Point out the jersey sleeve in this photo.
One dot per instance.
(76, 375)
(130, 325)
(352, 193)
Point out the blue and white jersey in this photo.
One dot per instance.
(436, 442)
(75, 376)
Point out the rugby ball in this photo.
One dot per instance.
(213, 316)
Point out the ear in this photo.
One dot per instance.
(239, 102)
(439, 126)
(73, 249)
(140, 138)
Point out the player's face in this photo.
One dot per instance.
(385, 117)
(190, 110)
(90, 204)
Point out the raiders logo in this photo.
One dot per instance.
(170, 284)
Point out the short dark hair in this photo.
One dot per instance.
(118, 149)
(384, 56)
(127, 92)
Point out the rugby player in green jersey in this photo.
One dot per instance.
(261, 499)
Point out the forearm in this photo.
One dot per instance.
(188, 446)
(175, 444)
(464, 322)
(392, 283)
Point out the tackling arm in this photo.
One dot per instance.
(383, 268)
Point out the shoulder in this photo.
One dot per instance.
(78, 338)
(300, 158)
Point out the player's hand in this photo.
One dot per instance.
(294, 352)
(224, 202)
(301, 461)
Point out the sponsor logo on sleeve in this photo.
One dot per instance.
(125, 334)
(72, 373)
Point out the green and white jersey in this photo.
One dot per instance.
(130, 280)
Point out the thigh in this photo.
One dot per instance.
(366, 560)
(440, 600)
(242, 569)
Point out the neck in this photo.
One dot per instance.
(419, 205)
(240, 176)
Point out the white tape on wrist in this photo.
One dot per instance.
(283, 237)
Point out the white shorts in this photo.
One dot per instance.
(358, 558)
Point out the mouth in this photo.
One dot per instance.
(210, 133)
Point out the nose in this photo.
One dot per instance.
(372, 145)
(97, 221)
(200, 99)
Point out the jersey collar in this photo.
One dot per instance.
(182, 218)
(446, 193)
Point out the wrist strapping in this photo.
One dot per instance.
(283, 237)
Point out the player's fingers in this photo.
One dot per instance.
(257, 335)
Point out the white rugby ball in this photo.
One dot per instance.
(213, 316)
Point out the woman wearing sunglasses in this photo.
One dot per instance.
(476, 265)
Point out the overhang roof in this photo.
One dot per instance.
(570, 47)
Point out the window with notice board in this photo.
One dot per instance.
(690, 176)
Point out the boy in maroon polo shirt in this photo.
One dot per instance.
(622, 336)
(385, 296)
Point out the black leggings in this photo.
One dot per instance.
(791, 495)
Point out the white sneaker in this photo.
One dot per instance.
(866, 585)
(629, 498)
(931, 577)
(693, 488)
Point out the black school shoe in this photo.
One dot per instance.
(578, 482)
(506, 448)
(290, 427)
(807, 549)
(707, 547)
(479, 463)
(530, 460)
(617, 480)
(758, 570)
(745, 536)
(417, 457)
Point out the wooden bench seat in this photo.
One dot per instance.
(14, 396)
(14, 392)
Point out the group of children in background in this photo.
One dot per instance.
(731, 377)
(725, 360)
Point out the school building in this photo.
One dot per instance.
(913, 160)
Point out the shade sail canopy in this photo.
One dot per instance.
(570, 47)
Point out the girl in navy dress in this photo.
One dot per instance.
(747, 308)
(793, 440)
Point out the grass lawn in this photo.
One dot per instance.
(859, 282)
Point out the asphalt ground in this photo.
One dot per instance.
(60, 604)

## [Problem requirements]
Select every line above that contains the word "ball", and copy it.

## [Solved exercise]
Point out the rugby ball in this photo.
Point out the white rugby ball in this photo.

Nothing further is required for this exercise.